* **Work instructions**:
1. List every town or city that the biography of Lena Küchler-Silberman names.
2. Pick up the biography of Lena Küchler-Silberman after its final sentence and carry it forward.

───── Reading passage ─────

Jewish WWII resistance member

Lena Küchler-Silberman (לנה קיכלר-זילברמן; January 1910 – 6 August 1987) was a Polish member of the Jewish resistance who saved children during The Holocaust and helped to resettle them afterwards. She is considered the most famous “surrogate mother” of child Holocaust victims.

Küchler-Silberman wrote a memoir that was published in 1959. Her story was also told in the 1987 NBC television movie, Lena: My 100 Children.

== Early life and education ==
Küchler-Silberman was raised in Wieliczka, Poland. She attended the Jewish Co-Educational Folk and Secondary School, also known as the Hebrew Gymnasium, in Kraków and later studied psychology and pedagogy at Kraków University.

Küchler-Silberman was a teacher at a Jewish elementary school in Bielsko and trained other teachers at a local college.

== The Holocaust ==
Küchler-Silberman went to Wieliczka to stay with her father at the start of World War II. Her husband, Alfred, left Kraków for Lwów. She later joined her husband in Lwów where she had their daughter, Mira.

───── Supplied material ─────

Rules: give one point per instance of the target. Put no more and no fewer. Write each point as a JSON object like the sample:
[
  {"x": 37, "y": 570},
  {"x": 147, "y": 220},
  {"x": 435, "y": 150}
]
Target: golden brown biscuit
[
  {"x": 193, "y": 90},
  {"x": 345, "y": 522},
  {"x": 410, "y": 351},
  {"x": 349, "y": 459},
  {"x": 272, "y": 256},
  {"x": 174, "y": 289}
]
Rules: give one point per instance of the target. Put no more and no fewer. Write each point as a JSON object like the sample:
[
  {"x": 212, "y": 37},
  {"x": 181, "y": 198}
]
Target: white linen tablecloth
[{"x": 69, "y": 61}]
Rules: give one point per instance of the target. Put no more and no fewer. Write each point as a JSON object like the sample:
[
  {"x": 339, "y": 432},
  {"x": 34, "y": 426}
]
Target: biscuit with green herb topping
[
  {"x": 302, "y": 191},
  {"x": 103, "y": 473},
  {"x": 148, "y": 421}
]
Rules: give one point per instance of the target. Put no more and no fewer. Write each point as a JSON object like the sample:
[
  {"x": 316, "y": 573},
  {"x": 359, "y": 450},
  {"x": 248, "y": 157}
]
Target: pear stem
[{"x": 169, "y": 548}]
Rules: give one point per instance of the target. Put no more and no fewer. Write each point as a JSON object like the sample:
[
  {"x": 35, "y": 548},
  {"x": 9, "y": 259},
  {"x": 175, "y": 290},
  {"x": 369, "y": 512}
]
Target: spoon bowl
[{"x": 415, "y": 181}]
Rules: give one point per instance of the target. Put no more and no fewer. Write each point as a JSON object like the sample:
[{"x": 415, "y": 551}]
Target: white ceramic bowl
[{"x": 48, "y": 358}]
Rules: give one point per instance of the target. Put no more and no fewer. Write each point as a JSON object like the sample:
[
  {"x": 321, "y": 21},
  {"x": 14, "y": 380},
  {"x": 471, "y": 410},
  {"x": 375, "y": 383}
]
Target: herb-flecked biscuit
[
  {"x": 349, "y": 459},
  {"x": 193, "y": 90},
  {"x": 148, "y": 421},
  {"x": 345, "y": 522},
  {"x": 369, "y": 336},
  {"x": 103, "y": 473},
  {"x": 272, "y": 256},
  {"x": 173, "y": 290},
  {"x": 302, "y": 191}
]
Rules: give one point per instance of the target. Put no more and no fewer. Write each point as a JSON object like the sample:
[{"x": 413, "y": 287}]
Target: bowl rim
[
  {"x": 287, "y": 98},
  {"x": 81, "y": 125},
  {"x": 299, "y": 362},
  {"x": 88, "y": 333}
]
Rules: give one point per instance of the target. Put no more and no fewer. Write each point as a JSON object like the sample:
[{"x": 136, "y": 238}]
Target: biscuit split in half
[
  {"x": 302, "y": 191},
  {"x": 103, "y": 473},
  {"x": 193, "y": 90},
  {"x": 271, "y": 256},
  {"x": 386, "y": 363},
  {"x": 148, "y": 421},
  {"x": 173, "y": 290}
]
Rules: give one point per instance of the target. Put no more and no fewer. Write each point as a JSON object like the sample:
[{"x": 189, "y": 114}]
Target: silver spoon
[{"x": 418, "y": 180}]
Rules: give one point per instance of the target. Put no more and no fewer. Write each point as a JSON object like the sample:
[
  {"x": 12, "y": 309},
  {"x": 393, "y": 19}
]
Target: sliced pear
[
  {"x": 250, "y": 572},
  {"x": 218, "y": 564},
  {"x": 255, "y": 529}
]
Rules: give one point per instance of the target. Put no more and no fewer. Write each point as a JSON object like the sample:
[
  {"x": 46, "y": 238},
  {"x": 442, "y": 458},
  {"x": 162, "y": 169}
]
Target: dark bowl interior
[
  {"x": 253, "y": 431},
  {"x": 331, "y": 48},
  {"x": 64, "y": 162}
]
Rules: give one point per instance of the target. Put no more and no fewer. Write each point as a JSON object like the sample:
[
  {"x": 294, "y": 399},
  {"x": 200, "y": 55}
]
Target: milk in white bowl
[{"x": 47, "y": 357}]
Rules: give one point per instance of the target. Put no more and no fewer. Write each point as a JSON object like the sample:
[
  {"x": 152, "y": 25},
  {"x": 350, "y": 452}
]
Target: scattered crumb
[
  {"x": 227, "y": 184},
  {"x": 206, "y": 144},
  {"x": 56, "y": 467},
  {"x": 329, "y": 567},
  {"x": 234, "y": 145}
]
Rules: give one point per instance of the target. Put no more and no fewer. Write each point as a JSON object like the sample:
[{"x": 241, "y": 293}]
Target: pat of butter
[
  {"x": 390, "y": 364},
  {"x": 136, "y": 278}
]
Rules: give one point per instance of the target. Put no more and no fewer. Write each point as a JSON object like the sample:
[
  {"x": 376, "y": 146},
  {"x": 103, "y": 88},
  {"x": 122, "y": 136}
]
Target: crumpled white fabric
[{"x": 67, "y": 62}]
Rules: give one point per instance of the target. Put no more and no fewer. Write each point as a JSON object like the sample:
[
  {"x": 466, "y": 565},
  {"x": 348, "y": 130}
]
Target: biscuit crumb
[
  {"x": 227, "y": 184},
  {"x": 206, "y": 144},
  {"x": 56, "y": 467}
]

─────

* **Exercise answers**:
1. Wieliczka, Kraków, Bielsko, Lwów

2.
Küchler-Silberman returned to Wieliczka after her daughter died in infancy. When Jews in the town were deported to Belzec extermination camp, she escaped to Warsaw where she hid her Jewish identity, lived under an alias, and smuggled Jewish children out of the Warsaw Ghetto. In one instance, she found a baby on top of its mother's corpse. She hid the baby under her coat and brought him to a monastery.

After her Jewish identity was discovered, she escaped to Janówek, a village in eastern Poland. She lived in the town under an alias and worked as a nanny until liberation.

== Post-war ==
Küchler-Silberman visited the Kraków offices of the Jewish Committee in the spring of 1945. While there, she encountered a number of children who were orphaned or separated from surviving relatives. She joined the committee and helped establish two group homes for Jewish children. The homes, located in Rabka and Zakopane, housed about 120 children.

The home in Rabka faced anti-semitic attacks in August 1945. The children from the Rabka home were relocated to the Zakopane home. The Zakopane home was vacated in 1946 after the children faced anti-semitic attacks from members of the nearby polish community.

Fearing escalation, Küchler-Silberman and 12 caregivers evacuated 60 children from Zakopane. Some of the other children had already settled elsewhere after locating surviving family members. The group crossed the Polish-Czech border and passed through Prague and Germany before reaching France where they stayed for eight years. Some children reunited with family members during this time and others departed for Israel on the Exodus 1947 voyage.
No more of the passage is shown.